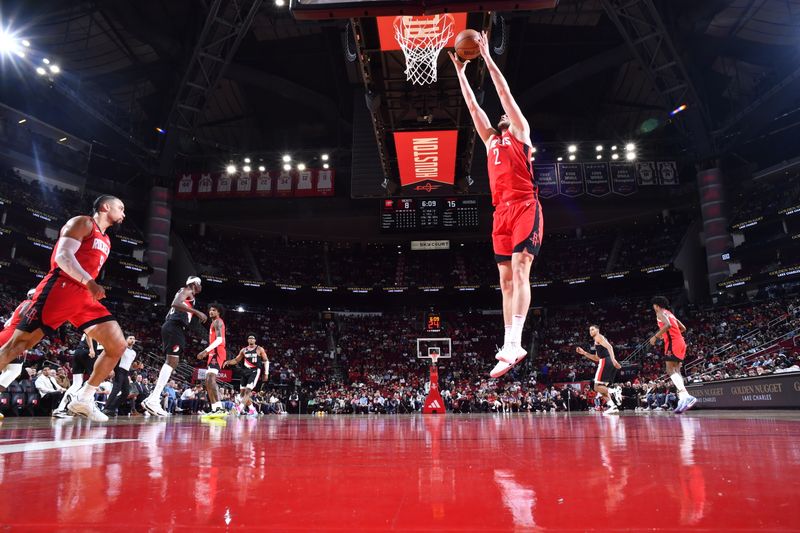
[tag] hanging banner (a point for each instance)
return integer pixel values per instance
(426, 156)
(667, 173)
(646, 173)
(570, 179)
(598, 182)
(623, 178)
(546, 179)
------------------------------------
== EXERCISE REQUIREMENTS ==
When you reach an image, pass over it, and retype all other material exactly.

== TASK ANSWER ==
[tag] hanging banner (a point for each instance)
return integer pixel values per instance
(426, 156)
(667, 173)
(646, 173)
(570, 179)
(598, 182)
(623, 178)
(546, 179)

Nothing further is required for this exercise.